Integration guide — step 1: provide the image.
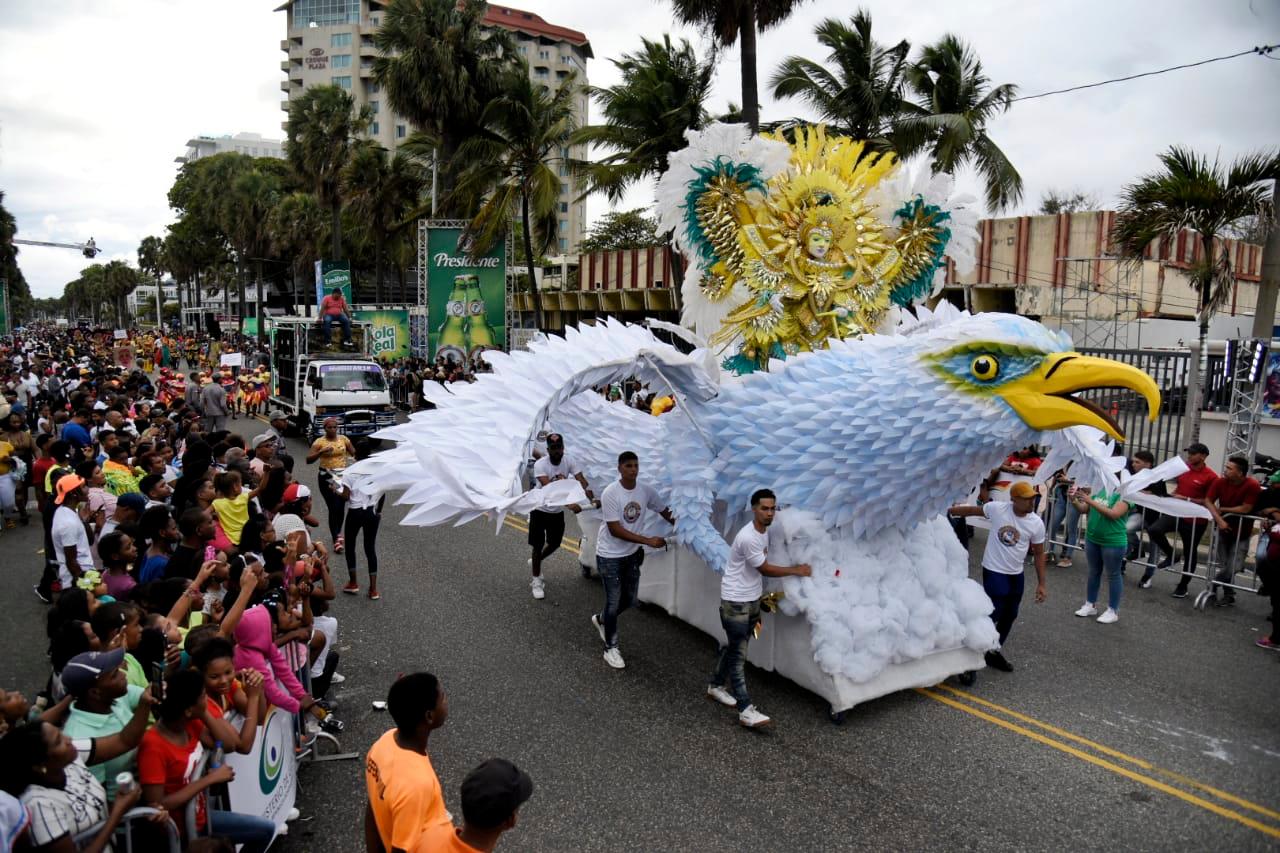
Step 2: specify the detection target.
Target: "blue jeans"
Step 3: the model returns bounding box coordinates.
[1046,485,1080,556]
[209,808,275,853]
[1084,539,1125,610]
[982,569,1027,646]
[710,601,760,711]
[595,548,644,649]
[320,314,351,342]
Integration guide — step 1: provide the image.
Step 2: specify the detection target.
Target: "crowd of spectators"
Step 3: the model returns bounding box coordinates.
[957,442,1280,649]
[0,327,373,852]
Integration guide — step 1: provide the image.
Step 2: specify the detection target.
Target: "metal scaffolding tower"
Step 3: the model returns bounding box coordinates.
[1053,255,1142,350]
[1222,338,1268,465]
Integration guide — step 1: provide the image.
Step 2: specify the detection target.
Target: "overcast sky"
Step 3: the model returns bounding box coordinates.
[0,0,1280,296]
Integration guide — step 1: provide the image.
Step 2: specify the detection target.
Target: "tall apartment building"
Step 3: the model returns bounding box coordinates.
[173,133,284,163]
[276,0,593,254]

• _Problem_: Swap "detection target" for "search target" everywhere in the data above, and write all its lines out again with nothing else altered. Leave the picture out.

• _Full answer_:
Integration guide — step 1: provide the image.
Step 2: specify the search target.
Target: "blue jeans"
Step 3: the model returns bounding box coordinates.
[1046,485,1080,556]
[209,808,275,853]
[1084,539,1125,610]
[982,569,1027,646]
[710,601,760,711]
[595,548,644,649]
[320,314,351,342]
Integration guide — step 1: provide the image.
Step 2: specify the search target.
Target: "crowd of spectators"
Step 3: the model returns bounding box coordinates.
[957,442,1280,649]
[0,327,373,852]
Integration guide — step 1: provide the image.
Step 2: specify the search target.
Target: "metal scaffolding tower"
Step 3: the model returns bounding box coordinates.
[1053,255,1142,350]
[1222,338,1268,465]
Integration guide — step 1: provide the image.
Step 2: specify the search target.
Target: "overcast sky"
Step 3: the model returns bounding box coordinates.
[0,0,1280,296]
Integration guide — step 1: provide the image.
Step 2: specify the search target.
Target: "tall apartment building"
Step 3: the model returns bounding box coordinates.
[173,133,284,163]
[276,0,593,254]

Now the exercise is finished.